*TESTO FORNITO*:

+---+

Vi è un particolare insegnamento che porti con te, nel tuo percorso artistico?
“Per questo rispondo brevemente nelle scene è sempre molto più interessante osservare e seguire un attore o attrice arrivare a un obiettivo. Lottare per cercare di arrivare all’obiettivo è l’aspetto più interessante. Dunque, per me, lo stesso discorso o metafora è valida per la vita; è il percorso che ci eccita, quando non si sa come arrivare al risultato. Ho detto anche a un intervista indirizzata a ragazzi e figli delle nuove generazioni di immigranti in Canada, quindi di colore, di sbagliare quanto possibile, di fare tutti gli sbagli possibili perché solo con gli sbagli si impara veramente. Sennò, per un’artista, si direbbe in spagnolo “seria un aburrimiento” – come lo è osservando l’attore che dice solo le sue battute a memoria-voila”.
Ad oggi, quale ruolo non hai ancora avuto modo di portare in scena?
“Tanti, specialmente nei lavori classici di teatro. Però, il tempo sta passando e anche l’energia e alla fine la realtà è che, nonostante il teatro sia sempre il teatro, per me non c’è niente di più eletrizzante che riuscire in una scena scritta da Dio, anche di pochi minuti, per il cinema o la tv. Soprattutto quando si crea la magia con un collega; quando la regia capisce gli attori e li lascia volare”.
Quali caratteristiche conservi delle tue origini italiane e quali dell’essere per metà canadese?
“Mi piace dire questo in inglese: “My heart is Italian and my soul is Canadian”, che non ha bisogno di traduzione. Il mio cuore sarà sempre italiano però, essendo cresciuto dall’età di 10 anni in Canada, ho assorbito anche dei valori che mi permettono di azzardare, o meglio di non essere tanto cinico… perché il cinico conosce sempre il prezzo ma non necessariamente il valore. In tutto il vecchio continente si ha a volte un tipo di atteggiamento dove non vale neanche la pena di provarci nella vita, perché tanto il potente sarà sempre potente e i loro figli avranno sempre le migliori opportunità; e una parte di me li capisce . Ecco in questo io sono forse un po’ ingenuo e diverso, però per scelta. Credo nel lottare per scoprire chi siamo e perché esistiamo. Ai miei ragazzi dico sempre che la vita è come una stupenda e breve festa che finirà prima che se ne rendano conto. Anche se sarà doloroso scoprire chi siamo e perché stiamo qui su questa terra, è meglio farlo perché abbiamo solo un dovere: lasciare questo piccolo pianeta un po’ meglio di come l’abbiamo trovato”.

+---+

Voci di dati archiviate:
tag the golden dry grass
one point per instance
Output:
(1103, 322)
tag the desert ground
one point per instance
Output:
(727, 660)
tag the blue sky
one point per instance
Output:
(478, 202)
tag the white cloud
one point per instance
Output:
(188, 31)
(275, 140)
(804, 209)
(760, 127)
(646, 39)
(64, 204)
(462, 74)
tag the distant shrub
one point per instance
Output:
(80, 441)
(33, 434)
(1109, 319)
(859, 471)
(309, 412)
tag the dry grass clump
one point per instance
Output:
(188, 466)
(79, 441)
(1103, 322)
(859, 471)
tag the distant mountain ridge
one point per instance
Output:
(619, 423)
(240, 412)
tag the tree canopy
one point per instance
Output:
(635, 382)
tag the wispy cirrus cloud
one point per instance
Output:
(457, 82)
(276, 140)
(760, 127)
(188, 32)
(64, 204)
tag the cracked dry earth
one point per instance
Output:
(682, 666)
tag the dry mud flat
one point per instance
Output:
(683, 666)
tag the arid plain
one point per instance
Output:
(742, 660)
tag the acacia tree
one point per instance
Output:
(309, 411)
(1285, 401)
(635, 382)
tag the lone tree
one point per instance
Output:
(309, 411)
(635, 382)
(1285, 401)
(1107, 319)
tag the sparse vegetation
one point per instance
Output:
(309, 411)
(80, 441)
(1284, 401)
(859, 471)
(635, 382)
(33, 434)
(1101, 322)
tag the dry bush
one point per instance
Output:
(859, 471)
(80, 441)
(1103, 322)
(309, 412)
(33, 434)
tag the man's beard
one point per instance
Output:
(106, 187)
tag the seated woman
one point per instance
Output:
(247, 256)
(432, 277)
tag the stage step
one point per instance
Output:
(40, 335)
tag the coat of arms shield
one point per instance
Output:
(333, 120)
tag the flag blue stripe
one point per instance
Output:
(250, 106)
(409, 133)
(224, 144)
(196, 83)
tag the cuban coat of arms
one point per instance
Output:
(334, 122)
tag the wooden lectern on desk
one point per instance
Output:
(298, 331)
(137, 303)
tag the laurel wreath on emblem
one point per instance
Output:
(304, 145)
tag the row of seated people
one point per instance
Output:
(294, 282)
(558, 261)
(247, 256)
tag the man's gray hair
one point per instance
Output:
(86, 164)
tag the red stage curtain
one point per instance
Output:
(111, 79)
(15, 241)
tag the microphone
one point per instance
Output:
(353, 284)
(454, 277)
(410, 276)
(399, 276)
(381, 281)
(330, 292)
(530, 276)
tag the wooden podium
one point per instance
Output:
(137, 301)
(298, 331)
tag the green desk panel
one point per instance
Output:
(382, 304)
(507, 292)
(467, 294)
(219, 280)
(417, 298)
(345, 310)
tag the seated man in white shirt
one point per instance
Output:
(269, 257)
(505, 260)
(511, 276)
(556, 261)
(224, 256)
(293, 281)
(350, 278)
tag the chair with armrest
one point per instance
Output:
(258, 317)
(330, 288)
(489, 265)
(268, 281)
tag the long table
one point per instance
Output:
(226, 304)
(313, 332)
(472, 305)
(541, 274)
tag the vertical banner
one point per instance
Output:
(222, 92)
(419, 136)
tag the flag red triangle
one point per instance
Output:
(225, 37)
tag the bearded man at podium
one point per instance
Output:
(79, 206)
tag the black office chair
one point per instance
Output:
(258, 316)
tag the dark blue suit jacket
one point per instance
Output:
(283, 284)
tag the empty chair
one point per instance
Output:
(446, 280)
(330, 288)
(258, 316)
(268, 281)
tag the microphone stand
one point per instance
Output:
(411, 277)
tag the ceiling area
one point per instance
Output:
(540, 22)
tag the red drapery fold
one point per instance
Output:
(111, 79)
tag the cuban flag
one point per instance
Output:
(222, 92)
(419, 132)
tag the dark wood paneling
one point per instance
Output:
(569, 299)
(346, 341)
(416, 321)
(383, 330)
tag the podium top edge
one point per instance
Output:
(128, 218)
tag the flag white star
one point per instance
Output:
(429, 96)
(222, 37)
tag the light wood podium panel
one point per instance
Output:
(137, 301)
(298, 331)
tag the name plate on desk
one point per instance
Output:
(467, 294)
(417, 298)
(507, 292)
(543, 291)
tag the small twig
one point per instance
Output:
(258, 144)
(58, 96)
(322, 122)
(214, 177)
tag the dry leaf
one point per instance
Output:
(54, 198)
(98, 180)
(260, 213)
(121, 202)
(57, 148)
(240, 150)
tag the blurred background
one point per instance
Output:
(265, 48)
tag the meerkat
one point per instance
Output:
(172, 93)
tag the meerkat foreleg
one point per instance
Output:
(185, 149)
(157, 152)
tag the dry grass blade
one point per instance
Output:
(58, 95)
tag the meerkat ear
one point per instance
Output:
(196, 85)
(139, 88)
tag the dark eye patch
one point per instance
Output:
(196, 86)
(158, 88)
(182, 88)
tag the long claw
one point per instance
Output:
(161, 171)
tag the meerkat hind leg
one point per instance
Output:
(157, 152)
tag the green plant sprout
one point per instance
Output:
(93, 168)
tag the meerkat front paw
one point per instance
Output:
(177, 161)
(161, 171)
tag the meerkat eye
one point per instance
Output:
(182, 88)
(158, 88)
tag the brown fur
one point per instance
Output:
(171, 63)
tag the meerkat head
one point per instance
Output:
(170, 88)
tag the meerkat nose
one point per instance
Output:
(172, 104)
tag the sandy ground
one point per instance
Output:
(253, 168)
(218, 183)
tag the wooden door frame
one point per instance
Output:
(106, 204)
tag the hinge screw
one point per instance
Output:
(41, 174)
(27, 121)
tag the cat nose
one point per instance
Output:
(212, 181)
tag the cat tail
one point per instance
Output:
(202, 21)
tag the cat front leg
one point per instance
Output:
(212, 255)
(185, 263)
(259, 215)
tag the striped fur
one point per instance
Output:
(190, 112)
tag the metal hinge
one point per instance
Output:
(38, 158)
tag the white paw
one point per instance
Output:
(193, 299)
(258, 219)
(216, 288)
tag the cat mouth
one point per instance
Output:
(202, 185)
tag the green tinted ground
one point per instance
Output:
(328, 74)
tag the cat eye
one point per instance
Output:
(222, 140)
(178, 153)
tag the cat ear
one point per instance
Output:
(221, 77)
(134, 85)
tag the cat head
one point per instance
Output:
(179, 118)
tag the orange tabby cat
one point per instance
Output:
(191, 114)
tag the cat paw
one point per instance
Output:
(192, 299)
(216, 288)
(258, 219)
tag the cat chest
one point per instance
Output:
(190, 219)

+---+

*COSA FARE*:
Prosegui l'intervista sul percorso artistico e sulle origini italo-canadesi dal punto in cui si interrompe.

*RISPOSTA*:
Chi sono gli attori che ammiri e con i quali ti piacerebbe lavorare?
“Per me sono quelli che hanno fatto ruoli difficili in teatro e che hanno la capacità di fare lo stesso al cinema o tv; che saltano facilmente da uno all’altro. Per questo ammiro tanti miei colleghi canadesi che sono poco conosciuti, a meno che non vanno a vivere negli USA. In Canada non abbiamo una nostra vera industria di cinema con volume che crea un sistema di “star” (a parte nel Québec, dove si lavora in francese e che è purtroppo un cinema troppo poco visto, nonostante qualche eccezione). Gli attori che ammiro con i quali mi piacerebbe lavorare, e che mi vengono al volo in mente (e sono sicuro che fra 5 minuti me ne ricorderò altri), sono l’argentino Riccardo Darin, l’australiano Geoffrey Rush, gli italiani Tony Servillo, Fabrizio Bentivoglio, Valeria Bruni Tedeschi, gli spagnoli Javier Bardem, Elvira Minguez, l’austriaco Christoph Waltz, gli americani John Lithgow, Alan Arkin, gli inglesi Claire Foy, Daniel Day-Lewis e tanti tanti altri. Senza offesa, ovviamente, a quelli con i quali ho già avuto l’onore di lavorare”
Puoi anticiparci qualcosa dei tuoi progetti futuri?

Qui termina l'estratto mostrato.